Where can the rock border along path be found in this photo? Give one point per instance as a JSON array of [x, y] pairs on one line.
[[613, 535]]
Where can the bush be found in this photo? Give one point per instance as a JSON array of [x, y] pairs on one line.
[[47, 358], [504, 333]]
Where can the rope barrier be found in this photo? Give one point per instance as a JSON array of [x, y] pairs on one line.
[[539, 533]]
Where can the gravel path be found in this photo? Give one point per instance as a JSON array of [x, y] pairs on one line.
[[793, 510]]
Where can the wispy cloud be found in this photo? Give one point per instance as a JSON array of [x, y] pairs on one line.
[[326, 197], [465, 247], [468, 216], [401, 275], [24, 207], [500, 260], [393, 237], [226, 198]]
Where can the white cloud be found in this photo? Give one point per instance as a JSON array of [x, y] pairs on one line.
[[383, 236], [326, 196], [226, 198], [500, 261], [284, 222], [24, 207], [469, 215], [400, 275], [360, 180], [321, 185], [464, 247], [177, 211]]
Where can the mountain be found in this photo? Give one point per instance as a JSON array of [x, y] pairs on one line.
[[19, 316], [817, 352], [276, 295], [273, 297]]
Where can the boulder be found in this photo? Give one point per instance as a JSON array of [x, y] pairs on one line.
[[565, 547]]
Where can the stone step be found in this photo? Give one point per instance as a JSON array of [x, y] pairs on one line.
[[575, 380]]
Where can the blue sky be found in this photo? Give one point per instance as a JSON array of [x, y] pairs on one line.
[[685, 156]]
_ _ _ _
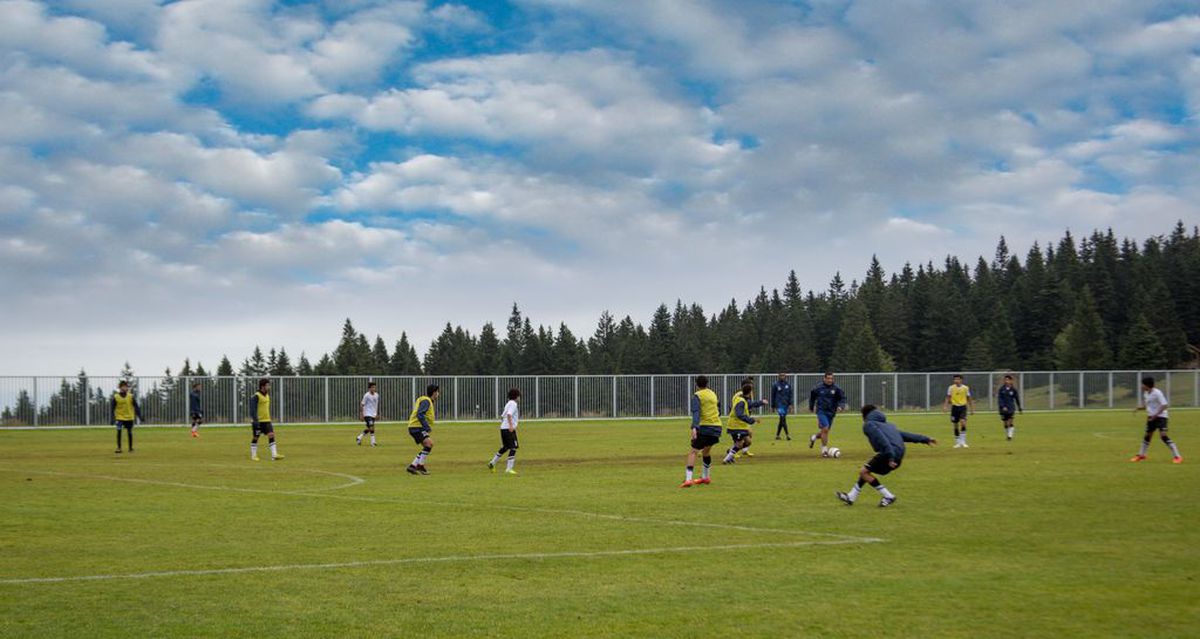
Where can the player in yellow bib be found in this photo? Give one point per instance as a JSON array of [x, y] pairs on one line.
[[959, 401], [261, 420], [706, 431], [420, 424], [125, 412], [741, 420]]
_ _ _ _
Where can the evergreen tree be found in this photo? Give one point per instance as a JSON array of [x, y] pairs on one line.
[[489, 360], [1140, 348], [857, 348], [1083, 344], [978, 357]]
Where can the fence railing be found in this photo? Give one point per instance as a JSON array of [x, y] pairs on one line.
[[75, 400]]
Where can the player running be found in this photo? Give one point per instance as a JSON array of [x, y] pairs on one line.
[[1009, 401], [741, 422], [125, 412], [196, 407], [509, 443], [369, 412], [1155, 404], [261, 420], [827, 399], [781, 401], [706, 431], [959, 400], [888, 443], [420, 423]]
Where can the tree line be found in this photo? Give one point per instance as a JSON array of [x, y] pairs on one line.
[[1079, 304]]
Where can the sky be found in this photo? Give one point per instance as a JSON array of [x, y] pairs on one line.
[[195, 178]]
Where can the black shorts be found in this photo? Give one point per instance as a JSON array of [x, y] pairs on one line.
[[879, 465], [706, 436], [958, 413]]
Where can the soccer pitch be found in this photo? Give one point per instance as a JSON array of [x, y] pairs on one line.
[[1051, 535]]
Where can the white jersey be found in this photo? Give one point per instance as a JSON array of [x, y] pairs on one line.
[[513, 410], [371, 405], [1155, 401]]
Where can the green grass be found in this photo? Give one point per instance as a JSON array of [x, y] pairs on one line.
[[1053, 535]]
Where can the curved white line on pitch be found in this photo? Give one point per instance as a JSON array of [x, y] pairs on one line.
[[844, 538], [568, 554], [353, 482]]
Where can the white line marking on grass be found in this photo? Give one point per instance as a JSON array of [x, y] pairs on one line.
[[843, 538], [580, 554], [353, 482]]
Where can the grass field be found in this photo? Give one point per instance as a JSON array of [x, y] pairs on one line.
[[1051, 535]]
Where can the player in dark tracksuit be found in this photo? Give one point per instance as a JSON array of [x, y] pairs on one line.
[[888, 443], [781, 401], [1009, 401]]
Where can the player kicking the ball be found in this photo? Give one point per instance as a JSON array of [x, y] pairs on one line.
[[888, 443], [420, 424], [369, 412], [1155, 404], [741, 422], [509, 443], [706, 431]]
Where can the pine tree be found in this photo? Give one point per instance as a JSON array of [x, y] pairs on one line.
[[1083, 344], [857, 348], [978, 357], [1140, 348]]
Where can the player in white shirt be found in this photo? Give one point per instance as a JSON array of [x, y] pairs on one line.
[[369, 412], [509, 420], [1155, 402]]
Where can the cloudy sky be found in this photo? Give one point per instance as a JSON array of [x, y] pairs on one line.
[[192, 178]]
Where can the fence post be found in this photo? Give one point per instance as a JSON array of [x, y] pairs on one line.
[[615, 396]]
_ _ _ _
**WHAT YOU HAVE TO DO:**
Identify every line in the items above that contains the word "path", and copy each one out in full.

**RESPONSE TO THIS TASK:**
Where can the rock border along path be found in this photo? Give one point per instance as a JSON array of [x, y] pairs on one line.
Where can the gravel path be found in this photo? Give one point per instance as a JSON array of [x, y] pairs on one line.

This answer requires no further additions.